Object point labels:

START

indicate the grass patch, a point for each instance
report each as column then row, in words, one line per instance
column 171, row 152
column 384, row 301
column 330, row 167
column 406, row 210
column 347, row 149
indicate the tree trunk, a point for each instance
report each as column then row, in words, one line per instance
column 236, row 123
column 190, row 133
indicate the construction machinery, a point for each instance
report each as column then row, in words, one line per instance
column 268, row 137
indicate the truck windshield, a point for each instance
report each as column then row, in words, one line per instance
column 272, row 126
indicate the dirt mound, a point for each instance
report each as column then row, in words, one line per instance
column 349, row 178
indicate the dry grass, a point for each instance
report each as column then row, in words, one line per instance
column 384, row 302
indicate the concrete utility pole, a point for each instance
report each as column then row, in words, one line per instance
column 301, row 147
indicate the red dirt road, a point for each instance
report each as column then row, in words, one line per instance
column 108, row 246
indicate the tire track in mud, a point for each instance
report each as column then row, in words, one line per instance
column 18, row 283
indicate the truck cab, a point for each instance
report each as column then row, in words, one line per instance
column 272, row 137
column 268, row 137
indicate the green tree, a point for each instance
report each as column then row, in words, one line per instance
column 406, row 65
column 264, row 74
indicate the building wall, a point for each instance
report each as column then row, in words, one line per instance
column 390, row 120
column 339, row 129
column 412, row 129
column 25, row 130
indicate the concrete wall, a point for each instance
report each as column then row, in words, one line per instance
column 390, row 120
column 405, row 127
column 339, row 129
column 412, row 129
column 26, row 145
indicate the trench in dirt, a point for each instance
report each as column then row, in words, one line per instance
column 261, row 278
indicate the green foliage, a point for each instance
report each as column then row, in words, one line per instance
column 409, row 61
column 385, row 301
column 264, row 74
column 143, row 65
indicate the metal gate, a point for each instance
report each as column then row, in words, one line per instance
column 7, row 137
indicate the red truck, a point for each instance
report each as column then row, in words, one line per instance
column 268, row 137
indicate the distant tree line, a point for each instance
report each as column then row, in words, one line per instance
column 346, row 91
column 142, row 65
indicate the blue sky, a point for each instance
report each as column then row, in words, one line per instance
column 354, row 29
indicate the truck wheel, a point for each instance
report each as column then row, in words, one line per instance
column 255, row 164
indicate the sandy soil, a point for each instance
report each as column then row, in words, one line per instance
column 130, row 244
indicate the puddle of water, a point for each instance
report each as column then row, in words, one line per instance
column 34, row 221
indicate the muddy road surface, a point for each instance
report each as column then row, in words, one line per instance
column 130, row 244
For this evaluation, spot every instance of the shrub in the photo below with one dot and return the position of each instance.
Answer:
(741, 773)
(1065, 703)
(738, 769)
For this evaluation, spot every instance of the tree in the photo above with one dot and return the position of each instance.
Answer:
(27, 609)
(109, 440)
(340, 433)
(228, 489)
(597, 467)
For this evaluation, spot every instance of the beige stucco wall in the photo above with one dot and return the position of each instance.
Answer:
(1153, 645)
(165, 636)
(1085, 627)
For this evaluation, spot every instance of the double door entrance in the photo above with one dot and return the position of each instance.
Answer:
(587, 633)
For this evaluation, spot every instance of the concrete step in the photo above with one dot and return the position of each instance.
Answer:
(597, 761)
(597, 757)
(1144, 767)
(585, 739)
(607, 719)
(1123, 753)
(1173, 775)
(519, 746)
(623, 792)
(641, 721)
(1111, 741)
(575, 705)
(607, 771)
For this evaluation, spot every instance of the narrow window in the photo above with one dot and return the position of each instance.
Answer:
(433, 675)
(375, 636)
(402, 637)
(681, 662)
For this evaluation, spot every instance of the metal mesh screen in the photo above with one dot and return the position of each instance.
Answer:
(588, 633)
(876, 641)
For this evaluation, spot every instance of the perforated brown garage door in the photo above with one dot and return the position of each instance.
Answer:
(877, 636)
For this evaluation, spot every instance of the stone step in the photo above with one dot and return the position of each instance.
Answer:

END

What is being asked: Could you copy the listing above again, word for word and in the same order?

Solved exercise:
indicate the grass patch, a point for each instance
report each as column then row, in words, one line per instance
column 171, row 152
column 384, row 301
column 330, row 167
column 406, row 210
column 347, row 149
indicate the tree trunk, a point for each instance
report each as column then row, in words, one line per instance
column 236, row 123
column 190, row 133
indicate the construction machinery, a point for each instance
report each as column then row, in words, one line per instance
column 268, row 137
indicate the truck windshield, a point for each instance
report each as column then row, in words, one line per instance
column 272, row 126
indicate the dirt mound, a point for each instance
report each as column then row, in words, one line per instance
column 349, row 178
indicate the dry grass, a point for each instance
report each as column then row, in words, one line per instance
column 384, row 302
indicate the concrete utility pole, a point for each instance
report each as column then row, in words, one line per instance
column 301, row 147
indicate the red dirt road, a point for each instance
report each as column then row, in words, one line per instance
column 108, row 246
indicate the tire track in mud, a point for each instance
report each as column then row, in words, one line per instance
column 18, row 283
indicate the truck cab, a point for each instance
report each as column then row, in words, one line per instance
column 272, row 137
column 268, row 137
indicate the green tree, a point for each instance
report each as column then row, in words, one line per instance
column 406, row 65
column 264, row 74
indicate the building wall, a point for each instance
report each as column then row, in words, one line per instance
column 390, row 120
column 339, row 129
column 412, row 129
column 25, row 130
indicate the concrete wall, a point for each instance
report each as column then row, in words, one line per instance
column 390, row 120
column 405, row 127
column 339, row 129
column 412, row 129
column 26, row 145
indicate the trench in dirt, a point for each instance
report each as column then row, in words, one line per instance
column 261, row 278
indicate the green foliage, a point for each instance
report each as column then row, in words, one line per instance
column 409, row 61
column 385, row 301
column 264, row 74
column 143, row 65
indicate the metal gate, a point for each instance
report each as column then row, in words, one line per instance
column 7, row 137
indicate the red truck, a point for each instance
report each as column then row, in words, one line per instance
column 268, row 137
indicate the distant tree line, a point for each instance
report each as column then row, in words, one line per instance
column 346, row 91
column 142, row 65
indicate the blue sky, a point for each instance
report each as column then row, in words, one line per instance
column 354, row 29
indicate the truck wheel, a point for each instance
report each as column then row, in words, one line per instance
column 255, row 164
indicate the sandy soil, a point for each instance
report each as column then row, in words, one line per instance
column 130, row 244
indicate the puddle of water, a point for each instance
report each as column then row, in words, one line per instance
column 34, row 221
indicate the muddy road surface, a point for each instance
report each as column then row, in words, one line per instance
column 130, row 244
For this evaluation, spot every instance of the shrub in the photo below with one dot and return the position of each instance.
Answer:
(741, 773)
(1065, 703)
(738, 769)
For this evaluation, spot every instance of the tree in the photo above with one dot and return the position of each instance.
Answer:
(27, 609)
(109, 440)
(340, 433)
(228, 489)
(597, 467)
For this evaluation, spot every instance of the beige stucco wall in the photo above with one dot and return the position of each instance.
Answer:
(1153, 645)
(165, 636)
(1085, 627)
For this evaluation, spot every instance of the double door entrance in the photo above with one dot and return the position of each instance.
Answer:
(587, 633)
For this evaluation, spot every instance of the concrete step in the photo above with one dot and return the position of each instance.
Answer:
(597, 761)
(597, 757)
(1144, 767)
(585, 739)
(607, 719)
(1123, 753)
(1173, 775)
(519, 746)
(623, 792)
(641, 721)
(1111, 741)
(575, 705)
(607, 771)
For this evaluation, spot every instance of the narrow window in the photo above with one dot and return the position of each instance.
Answer:
(433, 675)
(375, 636)
(402, 637)
(681, 662)
For this evaluation, spot every instance of the metal mesh screen in the photo above with one dot and return the position of each instance.
Answer:
(588, 633)
(876, 641)
For this evaluation, spot every instance of the perforated brown garage door in the photo above with one dot and return the position of each instance.
Answer:
(877, 636)
For this evaluation, spot every instance of the stone step in the photo above with one dot and return the position of each instance.
Answer:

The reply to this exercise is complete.